-- START --

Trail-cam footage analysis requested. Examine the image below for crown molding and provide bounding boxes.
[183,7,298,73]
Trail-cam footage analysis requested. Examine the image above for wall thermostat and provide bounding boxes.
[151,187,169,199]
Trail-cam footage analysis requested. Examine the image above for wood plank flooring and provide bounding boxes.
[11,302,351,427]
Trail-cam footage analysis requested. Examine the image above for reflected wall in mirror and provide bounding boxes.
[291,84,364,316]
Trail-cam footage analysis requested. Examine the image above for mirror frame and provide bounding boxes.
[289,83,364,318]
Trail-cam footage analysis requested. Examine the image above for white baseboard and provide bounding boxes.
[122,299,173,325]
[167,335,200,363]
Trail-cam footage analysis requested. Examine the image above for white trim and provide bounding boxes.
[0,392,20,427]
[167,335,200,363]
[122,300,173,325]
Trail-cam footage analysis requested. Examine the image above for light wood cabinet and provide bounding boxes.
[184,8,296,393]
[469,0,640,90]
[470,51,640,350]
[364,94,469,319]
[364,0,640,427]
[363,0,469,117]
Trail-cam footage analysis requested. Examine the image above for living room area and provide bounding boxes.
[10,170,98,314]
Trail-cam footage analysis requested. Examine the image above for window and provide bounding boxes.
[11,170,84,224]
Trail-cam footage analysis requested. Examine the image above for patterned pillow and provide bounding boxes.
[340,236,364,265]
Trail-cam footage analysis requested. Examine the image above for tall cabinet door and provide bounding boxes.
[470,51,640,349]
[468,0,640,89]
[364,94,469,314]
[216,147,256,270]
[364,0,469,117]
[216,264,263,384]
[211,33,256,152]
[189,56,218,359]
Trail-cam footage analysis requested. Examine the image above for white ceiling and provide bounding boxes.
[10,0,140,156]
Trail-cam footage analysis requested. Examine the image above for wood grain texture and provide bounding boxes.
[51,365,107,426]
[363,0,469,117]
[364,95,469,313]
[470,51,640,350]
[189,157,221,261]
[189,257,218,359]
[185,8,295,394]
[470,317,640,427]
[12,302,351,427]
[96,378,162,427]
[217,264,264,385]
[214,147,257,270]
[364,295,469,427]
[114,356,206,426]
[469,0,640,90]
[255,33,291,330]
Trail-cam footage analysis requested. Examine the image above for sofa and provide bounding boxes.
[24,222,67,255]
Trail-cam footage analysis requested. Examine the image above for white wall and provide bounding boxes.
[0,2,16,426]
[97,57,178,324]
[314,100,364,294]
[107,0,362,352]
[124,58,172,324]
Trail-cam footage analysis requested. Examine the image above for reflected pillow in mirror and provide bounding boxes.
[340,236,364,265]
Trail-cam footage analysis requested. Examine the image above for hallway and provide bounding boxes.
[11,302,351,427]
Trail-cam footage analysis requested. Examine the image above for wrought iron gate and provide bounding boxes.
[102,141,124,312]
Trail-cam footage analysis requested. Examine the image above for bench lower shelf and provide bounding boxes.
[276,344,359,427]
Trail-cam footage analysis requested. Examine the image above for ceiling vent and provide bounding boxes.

-- END --

STATED GOAL
Please reproduce the records above with "Trail-cam footage" swapped for "Security-cam footage" in every one of them, keeping everything else the same.

WRITTEN ANSWER
Security-cam footage analysis requested. Examine the image below for crown molding and provide bounding boxes.
[183,7,298,73]
Security-cam footage analysis requested. Examine the image above for wall thermostat and provide bounding boxes.
[151,187,169,199]
Security-cam footage analysis requested. Examine the image above for wood plank flooring and provide bounding boxes.
[11,302,351,427]
Security-cam footage analysis requested. Examine the image above for reflected wall in mirror and provide bounding boxes.
[291,84,364,316]
Security-cam footage analysis requested. Examine the image above for mirror frame and provide bounding boxes.
[289,83,364,318]
Security-cam footage analysis requested. Examine the image above for white baseboard and provide bounding boxes.
[122,299,173,325]
[167,335,200,363]
Security-cam footage analysis requested. Examine the image above for white trim and provide bounding boxes.
[0,392,20,427]
[167,335,200,363]
[122,300,173,325]
Security-cam footage analysis requested. Examine the image above for light wood cabinet and provide bounding boxes.
[184,8,296,393]
[469,0,640,90]
[470,51,640,350]
[364,94,469,319]
[364,0,640,427]
[363,0,469,117]
Security-cam footage analysis requested. Examine the image above for living room area and provide bounding boxes.
[10,170,98,314]
Security-cam footage analysis requested. Examine the image above for window and provide bounding boxes.
[11,170,84,224]
Security-cam footage analysis requested. Examine the image above for patterned pillow and provide bounding boxes.
[340,236,364,265]
Security-cam footage analysis requested. Examine the image above for tall cabinet door and provide bounding boxes.
[470,51,640,349]
[468,0,640,89]
[364,94,469,314]
[216,147,256,270]
[364,0,469,117]
[216,264,263,384]
[211,33,256,152]
[189,56,218,359]
Security-cam footage analysis requested. Examine the image above for white ceiling and provide bounding boxes.
[10,0,140,156]
Security-cam footage analysis requested. Examine the image above for wood grain texture and provide bounding boxes.
[51,365,107,426]
[363,0,469,117]
[364,95,469,313]
[470,51,640,350]
[189,157,221,261]
[189,257,218,359]
[185,8,295,394]
[470,317,640,427]
[12,302,351,427]
[96,378,162,427]
[217,264,264,385]
[214,147,257,270]
[364,295,469,427]
[114,356,206,426]
[469,0,640,90]
[255,33,291,330]
Security-cam footage analysis requested. Examine the image above for sofa and provide bounding boxes.
[24,222,67,255]
Security-cam footage analysis requested. Examine the image above for white wall and provide bounding boxes.
[0,2,16,426]
[97,57,178,324]
[314,100,364,294]
[107,0,362,352]
[124,58,172,324]
Security-cam footage analysis requested. Examine the image above for reflected pillow in mirror and provide bounding boxes.
[340,236,364,265]
Security-cam footage analysis requested. Examine the image above for hallway and provide bounding boxes.
[11,302,351,427]
Security-cam footage analysis requested. Examine the image above for wrought iron gate and provide bounding boxes.
[102,141,124,312]
Security-cam footage analysis requested. Examine the image above for bench lower shelf and provide bounding boxes.
[276,344,359,427]
Security-cam footage analysis requested. Examine the image above for ceiling vent and provide bounding boxes.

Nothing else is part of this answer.